Passage provided:
FT has been trading full time from home for four years, with nothing but four kids and a beach to distract him .

He fills his spare time with weight training and rugby, though more coaching than playing these days.

FT mostly trades the forex markets and although he plays FTSE on occasions his bread and butter market is £$.

He likes to think that his technique is evolving but still hasn’t the temperament or money to back the big calls. He prefers to trade between 1 and 3 times a day, aiming to take regular small gains, but feels part of the evolution is in not dealing if the conditions don’t feel right.
Trading With MACD
By FT on 1 October 2009 at 11:17

Working down the list of technical indicators it seemed high time that we got better acquainted with the MACD (Moving Average Convergence Divergence) indicator.

This technical indicator can multi-task, but don’t worry; there’ll be plenty of charts to make life easy for you.

Explanation
The MACD is another oscillating indicator, used by technical analysts to identify short-term changes in trend and momentum. It was developed by Gerald Appel, who was obviously scornful of J Wilder’s more simplistic RSI and Parobolic SAR indicators. If you’ve read my earlier piece on Moving Averages then think of this as the more advanced paper.

Using MACD to Trade

The MACD indicator is made up from three moving averages, but these are condensed into two lines; let me explain:

  1. The first line represents the difference between two exponentially smoothed moving averages (EMA) of closing prices. The standard EMAs used are 12 and 26 periods. This line is the faster line and is actually called the MACD line. It is the blue line on the paddypowertrader charts.
  2. The second (slower) line is an exponentially smoothed moving average of the MACD line. This is usually a 9-period EMA and is called the Signal line or trigger line. This is the red line on the charts.

The ‘buy’ or ’sell’ signal is given when the MACD line crosses the signal line; more on that below.

Where to find the MACD Where To Find The MACD
On the chart, click on the ’settings’ box in the bottom left-hand corner. This will bring up the menu where you’ll find MACD in the middle, just above the RSI. The three settings are standard default values relating to the exponential moving averages; the first two (12 and 26) are EMAs of the closing prices, and the third value (9) is the EMA of the MACD line. This third value creates the second line, called the signal line. All crystal?

Now I’m a simple guy (some might add ‘lazy’) so I always tick the ‘H’ as well. This puts the MACD into a histogram that I find a lot easier on the eye. See for yourself in the section further down the page:

Using MACD To Trade
There are several ways of using MACD to trade; some, like the overbought/sold and divergence signals, use the same principles as the RSI and serve as an early warning system. A couple of other methods can be used to trigger the trade.

What you need to do:
a: In the MACD article, what kind of moving average of the MACD line usually forms the signal line?
b: For each statement, decide whether it agrees with the MACD article. Answer yes or no, and quote the deciding words. (i) FT's main market is £$. (ii) The MACD line appears in red on the paddypowertrader charts. (iii) J Wilder developed the MACD.
c: Continue the MACD article beyond its final sentence.

Collected data entries
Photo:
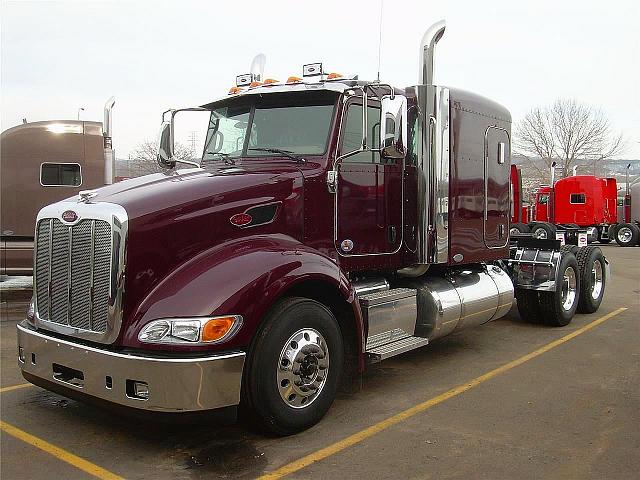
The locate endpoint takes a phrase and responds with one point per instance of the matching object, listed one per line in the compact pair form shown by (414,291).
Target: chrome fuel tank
(462,298)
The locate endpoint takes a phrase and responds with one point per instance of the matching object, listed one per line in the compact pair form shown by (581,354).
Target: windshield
(296,123)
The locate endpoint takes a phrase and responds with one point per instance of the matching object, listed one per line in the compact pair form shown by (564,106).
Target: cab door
(368,191)
(497,204)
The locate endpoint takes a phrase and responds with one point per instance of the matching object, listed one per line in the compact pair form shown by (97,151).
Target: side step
(377,354)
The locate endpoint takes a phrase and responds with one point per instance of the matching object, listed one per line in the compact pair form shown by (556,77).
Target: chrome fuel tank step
(397,347)
(390,315)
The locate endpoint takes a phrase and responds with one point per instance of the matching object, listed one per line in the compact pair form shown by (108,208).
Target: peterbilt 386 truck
(331,223)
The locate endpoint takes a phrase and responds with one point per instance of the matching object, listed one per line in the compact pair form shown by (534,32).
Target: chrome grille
(73,265)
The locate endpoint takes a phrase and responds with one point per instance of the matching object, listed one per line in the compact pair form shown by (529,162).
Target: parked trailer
(43,162)
(302,248)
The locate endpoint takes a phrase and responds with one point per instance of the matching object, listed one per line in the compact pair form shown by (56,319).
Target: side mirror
(393,131)
(165,146)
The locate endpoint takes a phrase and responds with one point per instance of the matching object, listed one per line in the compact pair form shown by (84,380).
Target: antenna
(257,66)
(380,39)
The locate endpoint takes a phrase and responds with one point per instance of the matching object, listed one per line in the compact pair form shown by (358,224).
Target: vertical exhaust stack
(427,49)
(432,241)
(109,157)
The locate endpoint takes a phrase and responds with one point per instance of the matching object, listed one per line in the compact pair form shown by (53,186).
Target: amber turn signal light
(216,328)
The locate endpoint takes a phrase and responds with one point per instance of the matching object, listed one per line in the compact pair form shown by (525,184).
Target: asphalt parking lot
(507,400)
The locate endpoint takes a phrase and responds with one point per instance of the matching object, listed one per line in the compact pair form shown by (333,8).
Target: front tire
(559,307)
(627,234)
(294,367)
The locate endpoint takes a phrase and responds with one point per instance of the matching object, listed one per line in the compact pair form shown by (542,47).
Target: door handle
(332,181)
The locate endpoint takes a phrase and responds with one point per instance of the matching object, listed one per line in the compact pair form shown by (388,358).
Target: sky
(58,56)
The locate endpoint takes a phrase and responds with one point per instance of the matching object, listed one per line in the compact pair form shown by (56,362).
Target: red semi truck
(579,202)
(332,223)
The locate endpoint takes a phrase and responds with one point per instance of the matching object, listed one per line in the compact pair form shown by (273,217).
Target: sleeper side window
(352,134)
(60,175)
(578,198)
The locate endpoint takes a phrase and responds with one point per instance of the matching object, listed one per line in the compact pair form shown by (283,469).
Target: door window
(352,134)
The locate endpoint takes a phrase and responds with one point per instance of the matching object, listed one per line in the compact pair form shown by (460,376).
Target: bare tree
(144,157)
(567,132)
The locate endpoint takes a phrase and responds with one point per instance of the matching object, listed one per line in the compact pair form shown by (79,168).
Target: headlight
(31,312)
(192,331)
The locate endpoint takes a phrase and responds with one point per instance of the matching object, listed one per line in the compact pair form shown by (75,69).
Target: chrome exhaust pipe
(427,47)
(109,158)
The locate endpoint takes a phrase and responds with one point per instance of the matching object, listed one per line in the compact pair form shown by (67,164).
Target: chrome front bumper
(173,384)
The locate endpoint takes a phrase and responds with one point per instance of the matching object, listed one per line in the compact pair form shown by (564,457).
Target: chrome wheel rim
(596,280)
(624,234)
(569,288)
(540,233)
(302,368)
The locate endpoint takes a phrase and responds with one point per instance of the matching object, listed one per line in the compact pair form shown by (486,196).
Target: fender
(243,277)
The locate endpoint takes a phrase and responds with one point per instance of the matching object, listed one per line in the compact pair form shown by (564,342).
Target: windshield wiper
(223,156)
(286,153)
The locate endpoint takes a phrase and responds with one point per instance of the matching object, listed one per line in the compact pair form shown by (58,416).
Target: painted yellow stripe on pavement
(59,453)
(421,407)
(16,387)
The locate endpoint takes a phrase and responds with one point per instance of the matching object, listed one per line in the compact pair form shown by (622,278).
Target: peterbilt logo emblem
(346,245)
(69,216)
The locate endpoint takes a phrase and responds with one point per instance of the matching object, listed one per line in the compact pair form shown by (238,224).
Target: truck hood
(151,194)
(174,217)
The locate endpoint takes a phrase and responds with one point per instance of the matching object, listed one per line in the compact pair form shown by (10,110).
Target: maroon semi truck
(331,223)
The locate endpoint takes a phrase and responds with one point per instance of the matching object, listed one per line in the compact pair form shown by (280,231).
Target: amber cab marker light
(217,328)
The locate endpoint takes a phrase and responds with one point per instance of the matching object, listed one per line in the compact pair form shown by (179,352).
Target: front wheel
(559,307)
(294,366)
(627,234)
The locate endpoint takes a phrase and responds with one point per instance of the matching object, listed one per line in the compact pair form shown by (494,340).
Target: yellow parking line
(421,407)
(59,453)
(15,387)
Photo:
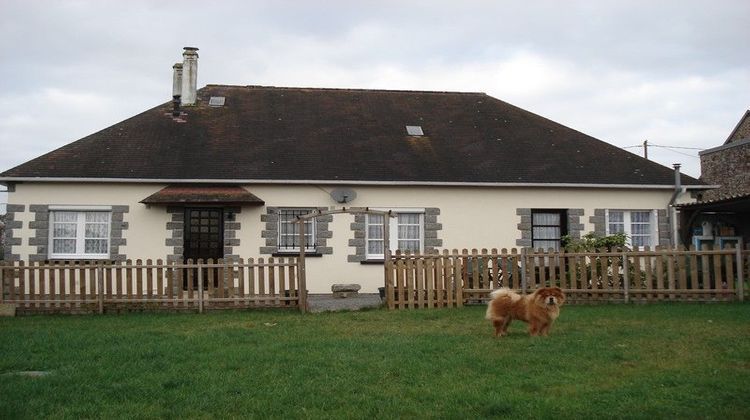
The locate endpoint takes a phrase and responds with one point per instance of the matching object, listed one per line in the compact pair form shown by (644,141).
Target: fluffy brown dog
(539,309)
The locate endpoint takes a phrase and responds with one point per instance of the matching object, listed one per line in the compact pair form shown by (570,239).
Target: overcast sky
(674,72)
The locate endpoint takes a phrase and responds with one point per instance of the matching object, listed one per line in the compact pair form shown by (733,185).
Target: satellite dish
(343,195)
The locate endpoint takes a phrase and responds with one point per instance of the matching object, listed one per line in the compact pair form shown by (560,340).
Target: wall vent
(216,101)
(414,130)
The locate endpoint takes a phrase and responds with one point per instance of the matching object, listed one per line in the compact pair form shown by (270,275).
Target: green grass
(616,361)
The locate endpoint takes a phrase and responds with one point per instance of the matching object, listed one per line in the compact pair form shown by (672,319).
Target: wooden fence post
(100,287)
(2,281)
(523,270)
(626,276)
(740,273)
(200,287)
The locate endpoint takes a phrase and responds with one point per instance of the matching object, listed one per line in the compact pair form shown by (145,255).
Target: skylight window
(216,101)
(414,130)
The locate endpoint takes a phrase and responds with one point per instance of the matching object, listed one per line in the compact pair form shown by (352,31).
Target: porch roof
(203,194)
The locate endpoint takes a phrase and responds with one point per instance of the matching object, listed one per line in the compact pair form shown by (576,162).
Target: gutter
(671,212)
(7,180)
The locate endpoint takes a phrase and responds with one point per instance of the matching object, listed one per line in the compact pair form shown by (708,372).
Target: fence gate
(86,287)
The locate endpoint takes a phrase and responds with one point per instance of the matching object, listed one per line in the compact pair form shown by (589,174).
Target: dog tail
(501,292)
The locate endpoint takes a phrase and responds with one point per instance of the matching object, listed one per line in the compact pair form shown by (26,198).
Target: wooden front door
(204,237)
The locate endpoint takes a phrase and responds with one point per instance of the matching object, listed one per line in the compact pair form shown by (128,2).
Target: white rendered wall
(477,217)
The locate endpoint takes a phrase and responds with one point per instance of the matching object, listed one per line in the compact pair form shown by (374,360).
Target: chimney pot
(175,106)
(177,80)
(189,76)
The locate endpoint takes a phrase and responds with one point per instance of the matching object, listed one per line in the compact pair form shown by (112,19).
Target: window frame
(80,237)
(393,231)
(563,213)
(313,231)
(628,226)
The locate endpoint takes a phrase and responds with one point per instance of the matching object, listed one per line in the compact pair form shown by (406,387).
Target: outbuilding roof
(345,135)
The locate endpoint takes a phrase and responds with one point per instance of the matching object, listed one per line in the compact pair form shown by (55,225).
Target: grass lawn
(616,361)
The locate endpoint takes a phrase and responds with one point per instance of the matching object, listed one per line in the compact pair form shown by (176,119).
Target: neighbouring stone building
(728,165)
(721,216)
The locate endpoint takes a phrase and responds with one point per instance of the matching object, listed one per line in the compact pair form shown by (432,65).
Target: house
(224,171)
(722,215)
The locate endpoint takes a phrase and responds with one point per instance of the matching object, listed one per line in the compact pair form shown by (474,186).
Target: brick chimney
(189,75)
(177,80)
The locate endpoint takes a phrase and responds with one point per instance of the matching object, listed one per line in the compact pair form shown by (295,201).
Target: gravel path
(323,303)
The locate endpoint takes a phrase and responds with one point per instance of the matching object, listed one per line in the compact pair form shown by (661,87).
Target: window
(636,224)
(289,230)
(547,228)
(79,234)
(405,233)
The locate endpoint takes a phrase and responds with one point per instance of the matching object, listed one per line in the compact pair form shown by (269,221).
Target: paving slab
(326,302)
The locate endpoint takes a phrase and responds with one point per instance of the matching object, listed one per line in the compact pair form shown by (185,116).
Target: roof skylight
(414,130)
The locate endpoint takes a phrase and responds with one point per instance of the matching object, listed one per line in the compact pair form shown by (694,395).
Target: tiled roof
(288,134)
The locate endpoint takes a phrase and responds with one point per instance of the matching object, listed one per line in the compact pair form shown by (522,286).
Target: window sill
(296,254)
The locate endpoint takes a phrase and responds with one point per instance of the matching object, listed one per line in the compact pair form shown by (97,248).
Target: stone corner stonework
(11,225)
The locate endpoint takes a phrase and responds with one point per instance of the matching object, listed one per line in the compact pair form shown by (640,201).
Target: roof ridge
(345,89)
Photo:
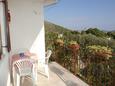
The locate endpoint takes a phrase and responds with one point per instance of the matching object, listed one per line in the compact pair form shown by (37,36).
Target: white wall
(27,26)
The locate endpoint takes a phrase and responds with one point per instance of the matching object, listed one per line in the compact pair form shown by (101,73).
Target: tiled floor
(59,76)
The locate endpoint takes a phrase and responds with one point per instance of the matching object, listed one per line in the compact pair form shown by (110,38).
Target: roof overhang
(50,2)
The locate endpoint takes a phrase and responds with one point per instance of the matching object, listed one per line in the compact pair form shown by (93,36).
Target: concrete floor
(59,76)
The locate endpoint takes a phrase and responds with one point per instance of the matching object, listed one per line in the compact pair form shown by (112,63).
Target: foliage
(111,34)
(94,51)
(96,32)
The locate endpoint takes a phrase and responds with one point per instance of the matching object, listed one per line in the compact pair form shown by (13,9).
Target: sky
(82,14)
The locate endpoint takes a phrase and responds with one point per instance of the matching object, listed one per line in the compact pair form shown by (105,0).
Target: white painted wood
(3,26)
(27,26)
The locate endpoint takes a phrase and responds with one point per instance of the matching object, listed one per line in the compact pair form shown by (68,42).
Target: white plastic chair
(24,67)
(45,65)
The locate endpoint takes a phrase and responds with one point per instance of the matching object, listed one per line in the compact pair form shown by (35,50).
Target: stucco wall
(27,26)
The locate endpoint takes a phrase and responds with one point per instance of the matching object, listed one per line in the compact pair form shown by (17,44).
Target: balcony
(59,76)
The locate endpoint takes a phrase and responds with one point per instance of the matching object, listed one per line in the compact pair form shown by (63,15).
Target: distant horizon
(84,29)
(80,15)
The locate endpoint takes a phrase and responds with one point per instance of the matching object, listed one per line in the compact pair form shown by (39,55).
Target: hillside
(50,27)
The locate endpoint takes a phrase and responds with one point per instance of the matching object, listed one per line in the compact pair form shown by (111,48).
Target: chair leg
(47,71)
(14,77)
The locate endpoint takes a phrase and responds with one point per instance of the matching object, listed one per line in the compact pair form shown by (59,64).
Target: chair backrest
(24,66)
(48,54)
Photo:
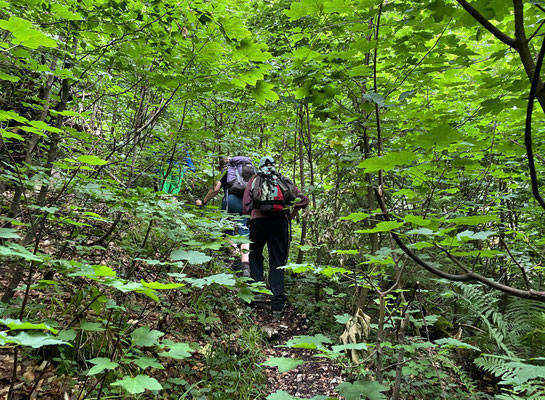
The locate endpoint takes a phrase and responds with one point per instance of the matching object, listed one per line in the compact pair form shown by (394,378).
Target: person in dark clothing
(269,225)
(233,205)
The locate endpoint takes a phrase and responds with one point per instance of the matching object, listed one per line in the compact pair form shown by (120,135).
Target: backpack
(272,194)
(239,170)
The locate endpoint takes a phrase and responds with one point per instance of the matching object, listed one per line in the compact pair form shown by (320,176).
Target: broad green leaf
(92,327)
(470,235)
(6,77)
(34,340)
(138,384)
(191,256)
(455,343)
(18,251)
(263,91)
(9,233)
(474,220)
(92,160)
(25,35)
(161,286)
(384,226)
(417,220)
(12,115)
(308,342)
(376,98)
(10,135)
(64,12)
(371,390)
(246,295)
(388,162)
(280,395)
(178,351)
(355,217)
(101,364)
(350,346)
(42,125)
(144,336)
(439,137)
(15,324)
(284,364)
(234,28)
(219,279)
(147,362)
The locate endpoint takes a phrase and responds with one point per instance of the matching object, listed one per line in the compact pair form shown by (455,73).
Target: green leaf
(439,137)
(263,91)
(6,77)
(34,340)
(417,220)
(470,235)
(43,126)
(144,336)
(161,286)
(192,256)
(308,342)
(178,351)
(25,35)
(101,364)
(92,160)
(138,384)
(376,98)
(361,389)
(388,162)
(280,395)
(92,327)
(474,220)
(147,362)
(15,324)
(246,295)
(342,319)
(12,115)
(9,233)
(384,226)
(355,217)
(455,343)
(284,364)
(16,250)
(350,346)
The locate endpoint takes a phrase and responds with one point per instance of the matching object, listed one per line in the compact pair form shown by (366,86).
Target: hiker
(237,172)
(267,198)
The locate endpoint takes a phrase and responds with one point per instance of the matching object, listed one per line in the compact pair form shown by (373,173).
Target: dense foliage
(409,125)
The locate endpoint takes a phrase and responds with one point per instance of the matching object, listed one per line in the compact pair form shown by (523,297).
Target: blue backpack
(239,171)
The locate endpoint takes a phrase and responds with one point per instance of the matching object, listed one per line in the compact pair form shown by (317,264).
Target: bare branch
(487,24)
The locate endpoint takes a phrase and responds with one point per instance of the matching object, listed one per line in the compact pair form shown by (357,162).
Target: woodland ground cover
(417,270)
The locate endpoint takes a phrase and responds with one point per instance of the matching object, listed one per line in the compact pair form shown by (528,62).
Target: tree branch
(468,276)
(528,129)
(487,24)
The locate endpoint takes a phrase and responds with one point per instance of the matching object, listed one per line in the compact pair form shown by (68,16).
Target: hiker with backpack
(268,198)
(237,172)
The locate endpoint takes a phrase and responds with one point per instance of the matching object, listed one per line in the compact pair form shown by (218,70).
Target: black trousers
(274,233)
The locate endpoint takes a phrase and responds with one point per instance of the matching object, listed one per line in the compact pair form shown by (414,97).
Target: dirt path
(317,376)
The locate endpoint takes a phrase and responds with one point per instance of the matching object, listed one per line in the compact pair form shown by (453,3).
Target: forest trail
(317,376)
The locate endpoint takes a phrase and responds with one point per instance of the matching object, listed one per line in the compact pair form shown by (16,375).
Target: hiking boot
(259,298)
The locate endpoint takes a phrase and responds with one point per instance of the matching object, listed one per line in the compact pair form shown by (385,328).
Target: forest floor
(317,376)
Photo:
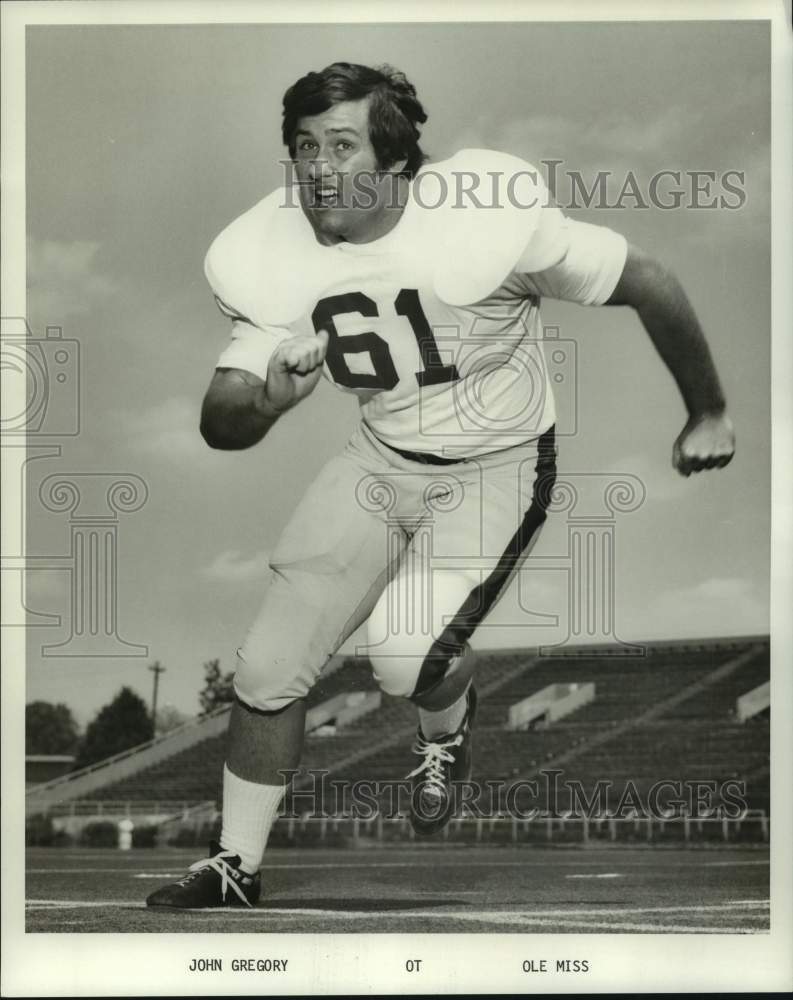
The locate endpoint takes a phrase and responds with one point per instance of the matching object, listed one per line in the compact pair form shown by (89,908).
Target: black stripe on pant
(482,598)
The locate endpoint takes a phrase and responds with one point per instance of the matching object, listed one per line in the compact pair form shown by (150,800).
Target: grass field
(418,889)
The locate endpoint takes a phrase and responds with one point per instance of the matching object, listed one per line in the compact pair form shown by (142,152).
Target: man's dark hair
(394,110)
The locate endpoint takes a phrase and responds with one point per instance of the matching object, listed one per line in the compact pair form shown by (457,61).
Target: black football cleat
(445,765)
(216,881)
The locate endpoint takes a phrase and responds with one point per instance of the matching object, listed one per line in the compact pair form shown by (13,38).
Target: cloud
(719,605)
(65,279)
(231,566)
(168,428)
(661,480)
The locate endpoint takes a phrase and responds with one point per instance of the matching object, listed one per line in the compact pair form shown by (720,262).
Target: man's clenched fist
(294,369)
(706,442)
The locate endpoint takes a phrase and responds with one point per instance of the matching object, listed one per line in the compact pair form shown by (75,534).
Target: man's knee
(268,681)
(432,679)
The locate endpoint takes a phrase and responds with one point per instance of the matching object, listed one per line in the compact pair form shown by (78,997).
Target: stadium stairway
(674,704)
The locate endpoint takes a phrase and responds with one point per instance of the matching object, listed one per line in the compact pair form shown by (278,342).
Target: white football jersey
(435,326)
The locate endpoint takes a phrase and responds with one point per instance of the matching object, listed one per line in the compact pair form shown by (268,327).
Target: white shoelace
(435,756)
(218,864)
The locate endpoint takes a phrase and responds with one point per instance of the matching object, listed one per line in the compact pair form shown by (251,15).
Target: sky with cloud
(144,142)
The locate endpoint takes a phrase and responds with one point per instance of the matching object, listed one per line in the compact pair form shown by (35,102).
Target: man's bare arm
(708,440)
(240,408)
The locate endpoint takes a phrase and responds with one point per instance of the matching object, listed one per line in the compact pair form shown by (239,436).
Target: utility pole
(156,669)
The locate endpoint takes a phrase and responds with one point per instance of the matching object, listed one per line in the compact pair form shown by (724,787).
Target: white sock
(249,810)
(447,721)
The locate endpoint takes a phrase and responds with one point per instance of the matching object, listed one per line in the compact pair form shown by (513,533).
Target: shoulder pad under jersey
(262,264)
(478,212)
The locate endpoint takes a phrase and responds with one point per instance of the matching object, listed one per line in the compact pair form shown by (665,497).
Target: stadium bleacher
(668,714)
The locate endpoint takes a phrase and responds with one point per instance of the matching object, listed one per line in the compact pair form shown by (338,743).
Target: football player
(408,286)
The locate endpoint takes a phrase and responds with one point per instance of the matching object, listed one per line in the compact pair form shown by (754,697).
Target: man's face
(341,191)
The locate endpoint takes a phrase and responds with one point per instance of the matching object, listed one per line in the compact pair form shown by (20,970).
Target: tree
(168,718)
(50,728)
(218,688)
(122,724)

Answers to the exercise:
a: The signal line is usually a 9-period EMA of the MACD line.

b:
(i) Yes: "his bread and butter market is £$"
(ii) No: "It is the blue line on the paddypowertrader charts."
(iii) No: "It was developed by Gerald Appel"

c:
(1) Overbought/Oversold Levels
The further the line strays from zero the more overbought/oversold it is. As with the RSI this isn’t a reversal signal, but an amber warning to think about taking profits.

(2) Divergence Patterns
Like the RSI this is when a price continues to rise, but the momentum is fading. For example, a bearish divergence occurs when the MACD lines are well above zero and start to weaken, despite the price continuing to rise. This is flashing a big amber warning sign that the trend isn’t sustainable.

different ways of trading MACD

A bullish divergence occurs when the MACD lines are well below zero and start to rise, even though the price is continuing to fall.

(3) Signal Line Crossovers
Here a trade is triggered when the MACD line crosses the slower moving signal line. When the MACD line crosses up through the signal line it triggers a buy signal; when it crosses below the signal line. Yep you’ve got it.

(4) Centreline Crossovers
This method takes the above crossover and adds a high-vis’ safety vest. The centreline is at zero when the fast moving 12-period exponential moving average (EMA) and the slower moving 26-period EMA are equal; the shorter and medium-term trends are in balance giving a zero MACD. When the MACD line crosses above the centreline this reflects demand as the faster 12-period EMA pulls away from the slower moving EMA. The rising line suggests a pick up in demand. Conversely, when the MACD line crosses below the centreline it reflects a falling price not yet detected in the longer 26-period EMA.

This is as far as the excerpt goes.